# WRITTEN PROBLEM:
Rewrite all the lines below as a JSON list of strings, one string per line, leaving out any blank lines.

# DATA SECTION:
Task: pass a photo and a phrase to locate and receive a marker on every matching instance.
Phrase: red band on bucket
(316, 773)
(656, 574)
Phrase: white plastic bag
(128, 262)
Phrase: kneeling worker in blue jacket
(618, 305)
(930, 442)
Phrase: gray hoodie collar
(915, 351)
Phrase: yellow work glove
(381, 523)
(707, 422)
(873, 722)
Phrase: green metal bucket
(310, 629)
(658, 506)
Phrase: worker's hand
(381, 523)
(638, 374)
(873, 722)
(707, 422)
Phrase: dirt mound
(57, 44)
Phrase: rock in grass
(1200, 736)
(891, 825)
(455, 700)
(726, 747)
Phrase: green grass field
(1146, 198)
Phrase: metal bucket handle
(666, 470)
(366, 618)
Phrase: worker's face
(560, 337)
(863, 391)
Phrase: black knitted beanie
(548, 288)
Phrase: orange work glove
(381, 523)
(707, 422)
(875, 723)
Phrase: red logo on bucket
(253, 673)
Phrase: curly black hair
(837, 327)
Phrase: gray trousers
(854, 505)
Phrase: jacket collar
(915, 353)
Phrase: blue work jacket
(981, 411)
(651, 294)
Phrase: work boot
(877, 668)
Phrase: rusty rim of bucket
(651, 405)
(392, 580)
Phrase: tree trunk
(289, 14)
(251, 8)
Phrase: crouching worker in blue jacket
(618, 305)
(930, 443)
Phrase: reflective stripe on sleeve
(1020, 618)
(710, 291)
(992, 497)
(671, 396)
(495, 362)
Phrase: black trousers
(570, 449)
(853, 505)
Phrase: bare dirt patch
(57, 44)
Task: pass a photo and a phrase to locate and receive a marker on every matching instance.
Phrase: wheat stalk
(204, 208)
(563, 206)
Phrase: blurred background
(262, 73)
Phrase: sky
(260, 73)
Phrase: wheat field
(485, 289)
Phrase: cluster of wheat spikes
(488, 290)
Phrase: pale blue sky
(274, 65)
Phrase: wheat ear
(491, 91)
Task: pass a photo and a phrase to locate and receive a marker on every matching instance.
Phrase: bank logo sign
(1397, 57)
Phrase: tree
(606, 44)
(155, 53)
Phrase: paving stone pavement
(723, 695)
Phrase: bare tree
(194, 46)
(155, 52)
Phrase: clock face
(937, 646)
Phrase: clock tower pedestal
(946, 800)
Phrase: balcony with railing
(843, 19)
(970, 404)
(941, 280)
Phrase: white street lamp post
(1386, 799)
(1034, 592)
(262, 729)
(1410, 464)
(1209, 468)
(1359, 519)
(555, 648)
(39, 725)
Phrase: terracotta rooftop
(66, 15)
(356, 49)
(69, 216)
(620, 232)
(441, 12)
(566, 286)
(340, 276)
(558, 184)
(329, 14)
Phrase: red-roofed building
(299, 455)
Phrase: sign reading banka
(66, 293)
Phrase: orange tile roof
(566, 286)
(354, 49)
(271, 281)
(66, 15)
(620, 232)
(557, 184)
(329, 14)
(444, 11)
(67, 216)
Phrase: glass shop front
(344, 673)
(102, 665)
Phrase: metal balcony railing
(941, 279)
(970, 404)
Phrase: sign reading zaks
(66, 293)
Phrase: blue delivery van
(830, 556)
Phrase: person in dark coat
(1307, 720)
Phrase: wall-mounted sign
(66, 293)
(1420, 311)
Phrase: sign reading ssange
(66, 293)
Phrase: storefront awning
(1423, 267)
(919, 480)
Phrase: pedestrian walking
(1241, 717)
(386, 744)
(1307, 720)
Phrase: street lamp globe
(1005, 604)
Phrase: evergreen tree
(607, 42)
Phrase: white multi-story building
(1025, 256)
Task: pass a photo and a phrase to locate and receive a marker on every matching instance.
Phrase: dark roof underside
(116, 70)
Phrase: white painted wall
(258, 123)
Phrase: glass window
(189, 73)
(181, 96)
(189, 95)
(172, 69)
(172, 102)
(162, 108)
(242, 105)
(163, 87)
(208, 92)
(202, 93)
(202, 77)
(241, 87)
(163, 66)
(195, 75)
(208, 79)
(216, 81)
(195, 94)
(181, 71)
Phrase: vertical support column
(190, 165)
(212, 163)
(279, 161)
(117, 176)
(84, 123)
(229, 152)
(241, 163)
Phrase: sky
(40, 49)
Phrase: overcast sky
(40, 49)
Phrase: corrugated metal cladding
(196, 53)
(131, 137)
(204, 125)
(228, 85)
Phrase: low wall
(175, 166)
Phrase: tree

# FULL OUTPUT:
[
  "Task: pass a photo and a phrase to locate and receive a marker on every matching instance.",
  "Phrase: red band on bucket",
  "(316, 773)",
  "(656, 574)",
  "Phrase: white plastic bag",
  "(128, 262)",
  "Phrase: kneeling worker in blue jacket",
  "(618, 305)",
  "(930, 442)",
  "Phrase: gray hoodie collar",
  "(915, 351)",
  "Phrase: yellow work glove",
  "(381, 523)",
  "(707, 422)",
  "(873, 722)",
  "Phrase: green metal bucket",
  "(310, 629)",
  "(658, 506)",
  "Phrase: worker's hand",
  "(381, 523)",
  "(638, 374)",
  "(873, 722)",
  "(707, 422)",
  "Phrase: dirt mound",
  "(57, 44)",
  "Phrase: rock in grass",
  "(1200, 736)",
  "(891, 825)",
  "(455, 700)",
  "(726, 747)",
  "Phrase: green grass field",
  "(1146, 198)",
  "Phrase: metal bucket handle",
  "(666, 470)",
  "(366, 618)",
  "Phrase: worker's face",
  "(560, 337)",
  "(863, 391)",
  "Phrase: black knitted beanie",
  "(548, 288)",
  "Phrase: orange work glove",
  "(381, 523)",
  "(707, 422)",
  "(875, 723)",
  "Phrase: red logo on bucket",
  "(253, 673)",
  "Phrase: curly black hair",
  "(837, 327)",
  "Phrase: gray trousers",
  "(854, 505)",
  "Phrase: jacket collar",
  "(915, 353)",
  "Phrase: blue work jacket",
  "(981, 411)",
  "(651, 294)",
  "Phrase: work boot",
  "(877, 668)",
  "Phrase: rusty rim of bucket",
  "(651, 405)",
  "(392, 580)",
  "Phrase: tree trunk",
  "(289, 14)",
  "(251, 8)",
  "Phrase: crouching worker in blue jacket",
  "(618, 305)",
  "(930, 443)",
  "Phrase: reflective stripe on sleeve",
  "(1020, 618)",
  "(710, 291)",
  "(992, 497)",
  "(671, 396)",
  "(495, 362)",
  "Phrase: black trousers",
  "(570, 449)",
  "(853, 505)",
  "Phrase: bare dirt patch",
  "(57, 44)",
  "Task: pass a photo and a phrase to locate and receive a marker on every matching instance.",
  "Phrase: wheat stalk",
  "(204, 208)",
  "(563, 206)",
  "Phrase: blurred background",
  "(262, 73)",
  "Phrase: sky",
  "(260, 73)",
  "Phrase: wheat field",
  "(485, 289)",
  "Phrase: cluster of wheat spikes",
  "(488, 290)",
  "Phrase: pale blue sky",
  "(274, 65)",
  "Phrase: wheat ear",
  "(491, 91)",
  "Task: pass a photo and a phrase to locate and receive a marker on every matching instance.",
  "Phrase: bank logo sign",
  "(1397, 57)",
  "Phrase: tree",
  "(606, 44)",
  "(155, 53)",
  "Phrase: paving stone pavement",
  "(723, 695)",
  "Phrase: bare tree",
  "(194, 46)",
  "(155, 52)",
  "Phrase: clock face",
  "(937, 646)",
  "Phrase: clock tower pedestal",
  "(946, 800)",
  "Phrase: balcony with railing",
  "(843, 19)",
  "(970, 404)",
  "(941, 280)",
  "Phrase: white street lamp post",
  "(1386, 799)",
  "(1034, 592)",
  "(262, 729)",
  "(1410, 464)",
  "(1209, 468)",
  "(1359, 519)",
  "(555, 648)",
  "(39, 725)",
  "Phrase: terracotta rooftop",
  "(66, 15)",
  "(356, 49)",
  "(69, 216)",
  "(620, 232)",
  "(441, 12)",
  "(566, 286)",
  "(340, 276)",
  "(558, 184)",
  "(329, 14)",
  "Phrase: red-roofed building",
  "(299, 455)",
  "Phrase: sign reading banka",
  "(66, 293)",
  "Phrase: orange tile roof",
  "(566, 286)",
  "(354, 49)",
  "(271, 281)",
  "(66, 15)",
  "(620, 232)",
  "(557, 184)",
  "(329, 14)",
  "(444, 11)",
  "(67, 216)",
  "Phrase: glass shop front",
  "(344, 673)",
  "(102, 665)",
  "Phrase: metal balcony railing",
  "(941, 279)",
  "(970, 404)",
  "Phrase: sign reading zaks",
  "(66, 293)",
  "Phrase: blue delivery van",
  "(830, 556)",
  "Phrase: person in dark coat",
  "(1307, 720)",
  "Phrase: wall-mounted sign",
  "(66, 293)",
  "(1420, 311)",
  "Phrase: sign reading ssange",
  "(66, 293)",
  "Phrase: storefront awning",
  "(1423, 267)",
  "(919, 480)",
  "Phrase: pedestrian walking",
  "(1241, 717)",
  "(386, 744)",
  "(1307, 720)",
  "Phrase: street lamp globe",
  "(1005, 604)",
  "Phrase: evergreen tree",
  "(607, 42)",
  "Phrase: white multi-story building",
  "(1025, 256)",
  "Task: pass a photo and a phrase to locate and receive a marker on every matching instance.",
  "Phrase: dark roof underside",
  "(116, 70)",
  "Phrase: white painted wall",
  "(258, 123)",
  "Phrase: glass window",
  "(189, 73)",
  "(181, 96)",
  "(189, 95)",
  "(172, 69)",
  "(172, 102)",
  "(162, 108)",
  "(242, 105)",
  "(163, 87)",
  "(208, 92)",
  "(202, 93)",
  "(202, 77)",
  "(241, 87)",
  "(163, 66)",
  "(195, 75)",
  "(208, 79)",
  "(216, 81)",
  "(195, 94)",
  "(181, 71)",
  "Phrase: vertical support column",
  "(190, 165)",
  "(212, 163)",
  "(279, 161)",
  "(117, 176)",
  "(84, 123)",
  "(229, 152)",
  "(241, 163)",
  "Phrase: sky",
  "(40, 49)",
  "Phrase: overcast sky",
  "(40, 49)",
  "Phrase: corrugated metal cladding",
  "(196, 53)",
  "(131, 137)",
  "(204, 125)",
  "(228, 85)",
  "Phrase: low wall",
  "(175, 166)",
  "Phrase: tree"
]